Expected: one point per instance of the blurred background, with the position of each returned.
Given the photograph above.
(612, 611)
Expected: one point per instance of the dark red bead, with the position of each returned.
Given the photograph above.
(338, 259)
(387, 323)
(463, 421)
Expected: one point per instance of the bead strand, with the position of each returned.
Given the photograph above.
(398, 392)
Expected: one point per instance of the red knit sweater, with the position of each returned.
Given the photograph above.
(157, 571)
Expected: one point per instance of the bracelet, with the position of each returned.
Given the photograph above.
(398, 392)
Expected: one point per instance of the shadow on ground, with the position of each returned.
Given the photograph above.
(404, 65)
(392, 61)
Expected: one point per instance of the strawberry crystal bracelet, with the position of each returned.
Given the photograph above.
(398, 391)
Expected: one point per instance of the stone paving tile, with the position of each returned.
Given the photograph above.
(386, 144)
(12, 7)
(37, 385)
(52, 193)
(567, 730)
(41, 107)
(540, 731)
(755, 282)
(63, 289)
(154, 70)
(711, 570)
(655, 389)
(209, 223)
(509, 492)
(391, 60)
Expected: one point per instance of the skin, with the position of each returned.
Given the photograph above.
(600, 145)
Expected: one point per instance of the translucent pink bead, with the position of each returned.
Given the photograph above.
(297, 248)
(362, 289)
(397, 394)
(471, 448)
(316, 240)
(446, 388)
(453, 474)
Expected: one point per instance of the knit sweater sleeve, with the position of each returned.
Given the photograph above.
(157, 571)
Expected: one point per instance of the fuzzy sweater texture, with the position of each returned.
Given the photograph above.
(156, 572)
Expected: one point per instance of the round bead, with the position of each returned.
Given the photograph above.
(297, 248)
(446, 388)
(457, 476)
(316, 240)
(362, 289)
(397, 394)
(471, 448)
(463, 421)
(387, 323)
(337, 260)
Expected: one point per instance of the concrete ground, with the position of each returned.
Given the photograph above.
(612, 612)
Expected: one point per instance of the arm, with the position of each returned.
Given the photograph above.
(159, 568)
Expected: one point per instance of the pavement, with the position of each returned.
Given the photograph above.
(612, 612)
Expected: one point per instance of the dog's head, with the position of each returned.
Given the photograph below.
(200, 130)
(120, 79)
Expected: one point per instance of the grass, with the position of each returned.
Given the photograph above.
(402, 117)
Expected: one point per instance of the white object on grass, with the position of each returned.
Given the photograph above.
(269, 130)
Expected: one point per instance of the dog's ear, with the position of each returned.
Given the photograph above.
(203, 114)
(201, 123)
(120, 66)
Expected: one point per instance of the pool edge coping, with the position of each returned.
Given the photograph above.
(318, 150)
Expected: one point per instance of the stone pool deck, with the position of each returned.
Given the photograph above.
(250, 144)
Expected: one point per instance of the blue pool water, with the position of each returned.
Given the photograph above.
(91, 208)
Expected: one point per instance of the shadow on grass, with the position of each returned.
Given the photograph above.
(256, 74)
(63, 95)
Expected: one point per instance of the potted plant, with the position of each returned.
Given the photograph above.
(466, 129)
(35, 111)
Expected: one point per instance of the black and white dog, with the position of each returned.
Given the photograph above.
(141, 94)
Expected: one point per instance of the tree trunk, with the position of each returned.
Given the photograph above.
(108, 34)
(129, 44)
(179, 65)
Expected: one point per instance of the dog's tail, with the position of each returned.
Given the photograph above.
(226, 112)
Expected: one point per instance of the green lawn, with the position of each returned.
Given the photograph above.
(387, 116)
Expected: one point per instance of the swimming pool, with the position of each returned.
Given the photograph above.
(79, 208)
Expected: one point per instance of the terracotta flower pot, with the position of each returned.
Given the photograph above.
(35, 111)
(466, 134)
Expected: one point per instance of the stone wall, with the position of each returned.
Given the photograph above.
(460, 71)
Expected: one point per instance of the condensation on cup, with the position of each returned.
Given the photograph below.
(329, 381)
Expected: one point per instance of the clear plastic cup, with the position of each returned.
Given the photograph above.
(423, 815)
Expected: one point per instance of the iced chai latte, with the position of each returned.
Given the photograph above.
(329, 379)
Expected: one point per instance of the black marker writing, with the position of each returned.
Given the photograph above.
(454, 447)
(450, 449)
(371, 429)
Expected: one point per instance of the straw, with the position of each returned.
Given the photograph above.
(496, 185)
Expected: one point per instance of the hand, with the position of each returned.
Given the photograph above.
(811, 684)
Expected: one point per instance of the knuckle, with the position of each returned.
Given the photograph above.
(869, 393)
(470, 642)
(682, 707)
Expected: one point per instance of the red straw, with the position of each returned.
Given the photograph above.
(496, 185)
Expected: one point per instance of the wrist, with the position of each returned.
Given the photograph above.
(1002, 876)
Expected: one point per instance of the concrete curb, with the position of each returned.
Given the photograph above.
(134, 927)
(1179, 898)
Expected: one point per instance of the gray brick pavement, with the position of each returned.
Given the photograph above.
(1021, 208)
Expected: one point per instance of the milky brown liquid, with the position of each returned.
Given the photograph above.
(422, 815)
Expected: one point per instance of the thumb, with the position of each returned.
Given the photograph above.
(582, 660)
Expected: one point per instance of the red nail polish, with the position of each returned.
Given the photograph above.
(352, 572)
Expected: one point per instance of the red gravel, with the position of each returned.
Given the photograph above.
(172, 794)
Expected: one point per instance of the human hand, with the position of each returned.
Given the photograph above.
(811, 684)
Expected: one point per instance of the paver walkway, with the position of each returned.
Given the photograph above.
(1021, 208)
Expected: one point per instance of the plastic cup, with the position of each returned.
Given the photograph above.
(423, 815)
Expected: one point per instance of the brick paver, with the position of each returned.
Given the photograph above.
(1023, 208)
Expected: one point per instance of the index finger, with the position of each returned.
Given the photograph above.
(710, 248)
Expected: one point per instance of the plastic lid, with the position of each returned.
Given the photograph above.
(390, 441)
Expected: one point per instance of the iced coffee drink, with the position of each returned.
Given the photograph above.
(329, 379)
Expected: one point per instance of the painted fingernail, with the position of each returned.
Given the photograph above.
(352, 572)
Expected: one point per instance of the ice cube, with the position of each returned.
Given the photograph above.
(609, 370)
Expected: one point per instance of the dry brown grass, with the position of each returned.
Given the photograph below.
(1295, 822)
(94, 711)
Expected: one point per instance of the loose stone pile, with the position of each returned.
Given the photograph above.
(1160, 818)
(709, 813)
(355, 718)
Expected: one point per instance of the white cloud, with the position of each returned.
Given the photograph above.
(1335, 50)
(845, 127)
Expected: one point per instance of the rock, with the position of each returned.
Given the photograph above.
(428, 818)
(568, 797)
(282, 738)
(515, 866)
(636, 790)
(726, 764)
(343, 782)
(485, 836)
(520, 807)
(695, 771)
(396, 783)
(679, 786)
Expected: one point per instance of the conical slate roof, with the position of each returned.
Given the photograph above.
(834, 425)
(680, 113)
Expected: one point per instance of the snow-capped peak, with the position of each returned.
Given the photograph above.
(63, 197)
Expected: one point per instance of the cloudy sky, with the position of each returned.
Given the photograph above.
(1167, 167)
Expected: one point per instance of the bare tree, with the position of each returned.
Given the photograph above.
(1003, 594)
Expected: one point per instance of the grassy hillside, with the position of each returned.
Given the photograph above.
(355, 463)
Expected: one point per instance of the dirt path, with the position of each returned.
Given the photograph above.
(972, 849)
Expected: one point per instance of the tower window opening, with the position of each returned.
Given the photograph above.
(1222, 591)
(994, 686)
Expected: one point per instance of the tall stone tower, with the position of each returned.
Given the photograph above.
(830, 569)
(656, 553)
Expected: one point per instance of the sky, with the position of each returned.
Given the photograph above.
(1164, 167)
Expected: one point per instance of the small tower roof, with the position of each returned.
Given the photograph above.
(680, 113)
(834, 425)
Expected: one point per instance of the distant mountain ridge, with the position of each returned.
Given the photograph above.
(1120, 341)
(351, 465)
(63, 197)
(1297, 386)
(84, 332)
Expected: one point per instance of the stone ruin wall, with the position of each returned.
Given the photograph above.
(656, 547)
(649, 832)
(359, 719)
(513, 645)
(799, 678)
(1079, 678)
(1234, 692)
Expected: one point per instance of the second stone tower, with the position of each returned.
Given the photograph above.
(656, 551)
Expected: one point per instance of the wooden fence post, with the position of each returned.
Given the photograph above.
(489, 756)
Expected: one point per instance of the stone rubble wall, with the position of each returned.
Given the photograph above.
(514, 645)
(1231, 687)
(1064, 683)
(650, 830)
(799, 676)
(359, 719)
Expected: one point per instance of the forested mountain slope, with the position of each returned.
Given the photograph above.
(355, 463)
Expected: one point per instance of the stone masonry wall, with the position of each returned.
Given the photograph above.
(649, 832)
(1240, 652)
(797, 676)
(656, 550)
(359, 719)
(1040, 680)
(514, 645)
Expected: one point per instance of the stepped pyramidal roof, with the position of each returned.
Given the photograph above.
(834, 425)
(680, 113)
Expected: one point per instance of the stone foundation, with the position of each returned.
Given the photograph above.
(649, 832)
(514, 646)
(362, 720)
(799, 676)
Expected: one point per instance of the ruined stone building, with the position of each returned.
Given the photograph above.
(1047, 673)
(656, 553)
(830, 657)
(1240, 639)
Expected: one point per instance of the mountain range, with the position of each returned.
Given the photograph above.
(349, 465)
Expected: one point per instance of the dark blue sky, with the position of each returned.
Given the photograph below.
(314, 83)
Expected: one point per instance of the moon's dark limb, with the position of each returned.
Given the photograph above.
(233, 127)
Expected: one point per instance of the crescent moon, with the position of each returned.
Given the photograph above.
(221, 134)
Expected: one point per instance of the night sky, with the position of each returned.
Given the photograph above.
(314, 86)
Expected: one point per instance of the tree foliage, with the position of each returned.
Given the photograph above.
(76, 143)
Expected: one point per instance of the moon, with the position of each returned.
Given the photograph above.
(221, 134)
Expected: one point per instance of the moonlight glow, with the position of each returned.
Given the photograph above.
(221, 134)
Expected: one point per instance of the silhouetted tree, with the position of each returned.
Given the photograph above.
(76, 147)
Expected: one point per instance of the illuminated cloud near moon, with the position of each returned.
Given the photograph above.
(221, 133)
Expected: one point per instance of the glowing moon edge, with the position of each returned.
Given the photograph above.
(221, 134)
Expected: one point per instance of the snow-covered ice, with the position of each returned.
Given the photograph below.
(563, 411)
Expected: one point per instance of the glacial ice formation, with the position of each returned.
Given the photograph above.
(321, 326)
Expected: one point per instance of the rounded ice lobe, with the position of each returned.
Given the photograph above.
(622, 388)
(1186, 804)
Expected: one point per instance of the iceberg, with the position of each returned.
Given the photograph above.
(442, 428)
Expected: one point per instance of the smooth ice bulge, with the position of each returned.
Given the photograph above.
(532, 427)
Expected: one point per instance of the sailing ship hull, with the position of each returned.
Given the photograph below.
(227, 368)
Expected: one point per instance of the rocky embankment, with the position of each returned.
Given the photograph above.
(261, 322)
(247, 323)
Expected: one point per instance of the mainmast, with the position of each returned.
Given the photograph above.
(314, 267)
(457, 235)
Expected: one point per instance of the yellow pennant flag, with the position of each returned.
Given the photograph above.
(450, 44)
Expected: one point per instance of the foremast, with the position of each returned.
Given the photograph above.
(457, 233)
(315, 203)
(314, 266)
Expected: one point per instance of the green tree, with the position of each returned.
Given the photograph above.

***

STATED GOAL =>
Take the line that contains "Expected: one point per instance of the moon, with" and every line after it through the end of the listing above, and repeat them exactly.

EXERCISE ANSWER =>
Expected: one point per instance of the moon, with the position of each returned.
Given the photograph above.
(221, 134)
Expected: one point per instance of the moonlight glow, with the position of each returned.
Given the photograph above.
(221, 134)
Expected: one point per instance of the silhouetted tree, with the position of each returned.
Given the photograph above.
(76, 147)
Expected: one point per instance of the illuminated cloud near moon, with the position of each returned.
Given the photograph above.
(221, 133)
Expected: one point per instance of the glowing moon edge, with the position of each returned.
Given the photograph above.
(221, 134)
Expected: one point per instance of the snow-covered ice, with the position of each returned.
Given the photograph below.
(563, 411)
Expected: one point per instance of the glacial ice formation, with the position of each returned.
Given the photograph above.
(321, 326)
Expected: one point per instance of the rounded ice lobe, with the position of each returned.
Given the photograph above.
(622, 388)
(1186, 804)
Expected: one point per instance of the iceberg, with the position of each returned.
Given the photograph above.
(442, 428)
Expected: one point per instance of the smooth ice bulge, with the position of each returned.
Given the photograph above.
(532, 427)
Expected: one point per instance of the sailing ship hull, with the position of each returned.
Given the photograph below.
(227, 368)
Expected: one point per instance of the rocky embankment, with the position of each returned.
Given the photograph above.
(261, 322)
(247, 323)
Expected: one point per instance of the mainmast, with the position of each returned.
Given the photograph above.
(314, 267)
(457, 235)
Expected: one point per instance of the yellow pennant flag, with the position of each returned.
Given the photograph above.
(450, 44)
Expected: one point per instance of the foremast, with the position of each returned.
Given the photograph above.
(457, 233)
(315, 203)
(314, 266)
Expected: one point per instance of the green tree, with the position of each returned.
Given the photograph above.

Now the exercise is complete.